*** Supplied text ***

Using unique panel data from Young Lives study conducted in undivided Andhra Pradesh, India, this mixed-method paper analyses gender differentials in completion of secondary education.

Results show biased secondary school completion rates in favor of boys. Probit regression results highlight certain variables such as mothers’ education, wealth, high self-efficacy, early reading skills, lower birth order, and not engaging in more than two hours of domestic work and paid work at age 12, as positively associated with educational outcomes for girls. Decomposition analysis highlights that engaging in domestic chores at age 12 is the most contributory factor (36%) for the persisting gender gap.

The other unexplained contributory factors may well be existing discriminatory social norms and son preference, which is captured by the qualitative case studies.

The findings suggest that unless we are able to address persisting gender norms, universalizing secondary education with gender equity, will remain a distant dream.

Keywords

gender secondary schooling, mixed methods, discrimination, India.

 

Download  ‘Whatever she may study, she can’t escape from washing dishes’: gender inequity in secondary education – evidence from a longitudinal study in India, Renu Singh, Protap Mukherjee. 

 

Secondary education is fundamental to achieving gender equity

India has made tremendous progress in reaching the goal of universalisation of primary education since the passing of the Right to Education Act in 2010.  Education was made a fundamental right for all children aged 6 to 14.  However there are still huge gaps when we look at secondary education.

While the Gross Enrolment Ratio in secondary education rose by 25 % to over 76 %  between 2000 and 2014, the Net Enrolment Ratio remained a low 45.6 %. This means that more than half of all adolescents aged 15-16 are not enrolled in secondary education.

*** End of Supplied text ***
*** Data segment ***

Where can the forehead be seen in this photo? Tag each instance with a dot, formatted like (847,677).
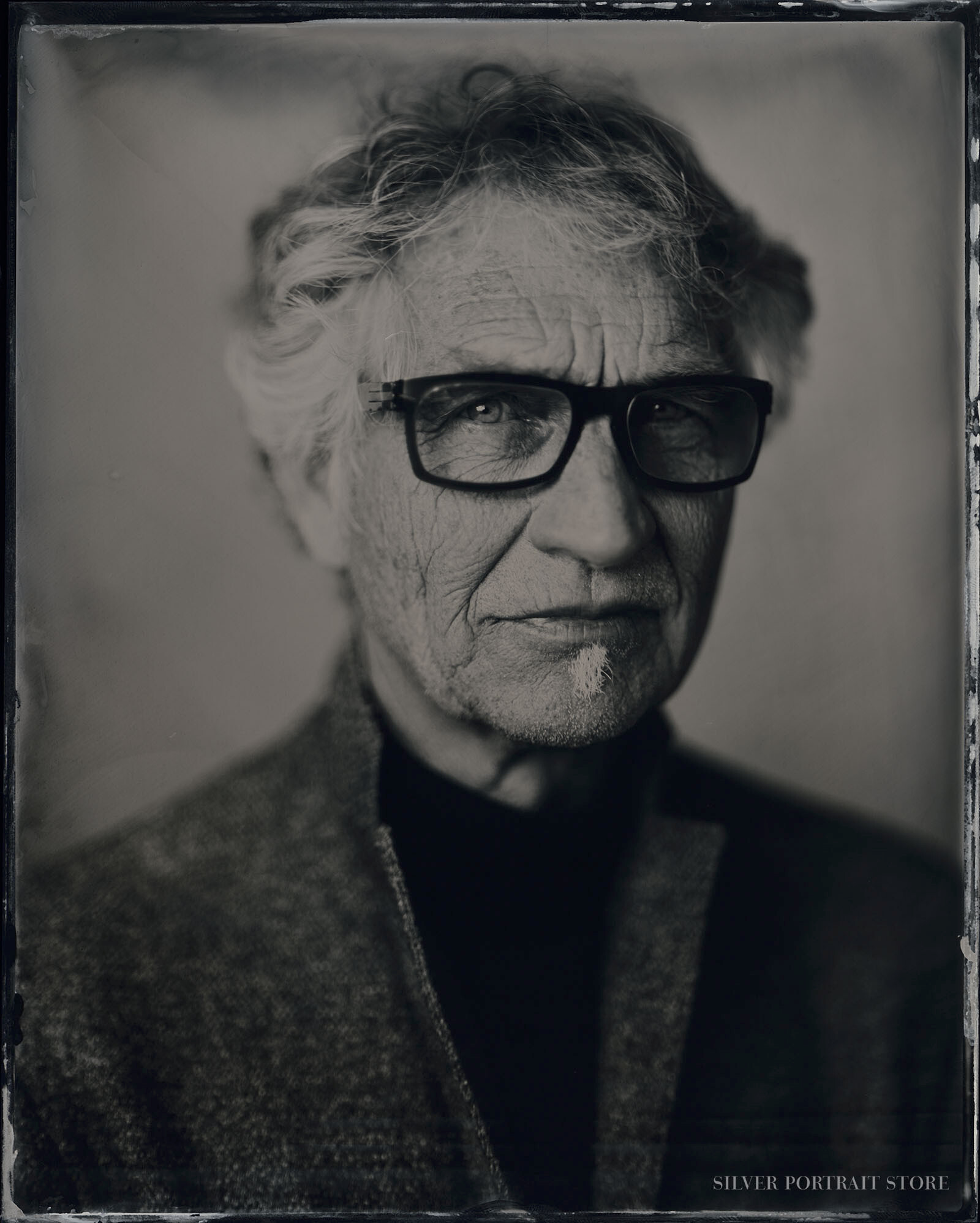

*** End of Data segment ***

Continue the text on gender gaps in secondary schooling in India from the point where it stops.

## Written answer
This has immense bearing on long term outcomes for children, since secondary education is considered a necessary stepping stone towards a better and brighter future. For girls in particular, not continuing in education often results in them being pushed into child and early marriage, since girls continue to be considered ‘paraya dhan’ (belonging to somebody else) and son-preference prevails across socio-economic strata across the country. There has been a lot of concern over the fact that despite the Indian economy growing at a healthy average of about 7% between 2004 to 2011, there is a decline in female participation in the country’s labour force from over 35% to 25%, according to the ILO.

It is no surprise given these facts, that India ranks 130th out of 155 countries in the 2015 Global Gender Inequality Index.

Young Lives longitudinal data from Andhra Pradesh and Telangana found that boys were 1.8 times more likely to complete secondary education than girls, even after controlling for variables related to individual characteristics. Girls left education due to various reasons including familial, societal and school related issues and by 19 approximately 37% of the girls were already married.

This compares to less than 2% of the boys.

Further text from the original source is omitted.